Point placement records
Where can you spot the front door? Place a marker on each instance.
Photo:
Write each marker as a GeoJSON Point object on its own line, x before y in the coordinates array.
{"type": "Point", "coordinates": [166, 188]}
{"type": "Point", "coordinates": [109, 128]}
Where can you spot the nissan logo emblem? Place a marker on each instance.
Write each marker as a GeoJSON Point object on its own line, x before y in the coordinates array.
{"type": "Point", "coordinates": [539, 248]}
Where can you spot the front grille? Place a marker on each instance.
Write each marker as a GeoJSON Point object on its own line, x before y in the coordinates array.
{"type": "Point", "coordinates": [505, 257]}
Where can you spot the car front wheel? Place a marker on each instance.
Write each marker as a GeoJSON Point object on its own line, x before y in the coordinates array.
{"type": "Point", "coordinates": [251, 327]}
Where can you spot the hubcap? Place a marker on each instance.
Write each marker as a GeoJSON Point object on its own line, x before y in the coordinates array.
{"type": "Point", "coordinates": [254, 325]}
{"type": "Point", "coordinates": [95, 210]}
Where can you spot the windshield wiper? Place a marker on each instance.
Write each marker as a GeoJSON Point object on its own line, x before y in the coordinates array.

[The request]
Nothing should be left out: return all of the records exactly.

[Output below]
Where can you spot the front door? Place a marker on each instance.
Photo:
Write each marker as a GeoJSON Point object on its own line, x before y in the coordinates array.
{"type": "Point", "coordinates": [166, 188]}
{"type": "Point", "coordinates": [109, 128]}
Where can you spot the nissan logo emblem? Place a marker on each instance.
Write each marker as a GeoJSON Point object on its own line, x before y in the coordinates array.
{"type": "Point", "coordinates": [539, 248]}
Where can you spot the front grille? Place a marker on each instance.
Write each marker as a GeoJSON Point object on its own line, x before y in the coordinates array.
{"type": "Point", "coordinates": [505, 257]}
Where can you spot the car front wheel? Place a marker on each instance.
Write each marker as a GeoJSON Point object on its own line, x before y in the coordinates array.
{"type": "Point", "coordinates": [251, 327]}
Where can you spot the hubcap? Place a marker on each instance.
Write each marker as a GeoJSON Point object on its own line, x before y in the coordinates array.
{"type": "Point", "coordinates": [254, 325]}
{"type": "Point", "coordinates": [95, 210]}
Where can you spot the windshield wiper? Place a marker on each instance.
Write each marker as a GeoJSON Point object on its own line, x before y in the coordinates array.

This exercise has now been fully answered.